— start —
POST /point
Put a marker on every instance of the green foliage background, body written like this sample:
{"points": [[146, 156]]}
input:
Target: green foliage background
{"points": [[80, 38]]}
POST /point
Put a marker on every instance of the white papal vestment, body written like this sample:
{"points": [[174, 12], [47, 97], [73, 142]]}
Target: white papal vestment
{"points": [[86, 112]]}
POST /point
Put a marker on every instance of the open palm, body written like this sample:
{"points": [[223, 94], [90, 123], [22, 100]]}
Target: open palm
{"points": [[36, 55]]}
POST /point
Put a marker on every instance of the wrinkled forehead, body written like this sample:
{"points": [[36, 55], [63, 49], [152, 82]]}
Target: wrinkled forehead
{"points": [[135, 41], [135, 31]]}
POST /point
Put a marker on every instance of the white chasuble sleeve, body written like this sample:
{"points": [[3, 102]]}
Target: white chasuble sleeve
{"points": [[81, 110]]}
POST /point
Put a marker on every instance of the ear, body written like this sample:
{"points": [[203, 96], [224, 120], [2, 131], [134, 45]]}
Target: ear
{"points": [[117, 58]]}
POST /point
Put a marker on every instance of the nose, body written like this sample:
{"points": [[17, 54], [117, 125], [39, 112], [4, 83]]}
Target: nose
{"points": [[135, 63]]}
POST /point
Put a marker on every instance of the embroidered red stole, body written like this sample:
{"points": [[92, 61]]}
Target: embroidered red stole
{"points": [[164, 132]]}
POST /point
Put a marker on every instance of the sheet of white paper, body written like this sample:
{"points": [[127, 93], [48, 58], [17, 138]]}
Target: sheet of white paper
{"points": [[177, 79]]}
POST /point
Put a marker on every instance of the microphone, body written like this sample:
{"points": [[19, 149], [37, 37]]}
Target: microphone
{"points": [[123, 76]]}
— end —
— start —
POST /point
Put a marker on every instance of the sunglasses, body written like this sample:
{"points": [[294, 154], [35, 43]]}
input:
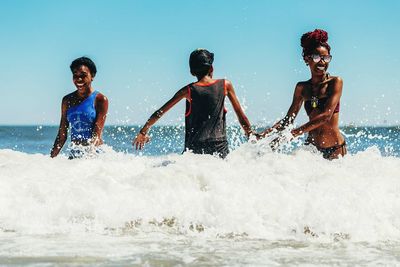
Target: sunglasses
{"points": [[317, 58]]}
— end —
- EXERCISE -
Please find every line in the entries above that contains the word "vestment", treating uppercase and lowercase as different, and copy each of those lines.

- EXERCISE ANSWER -
Put a marker on every instance of the white papal vestment, body written like this sample:
Target: white papal vestment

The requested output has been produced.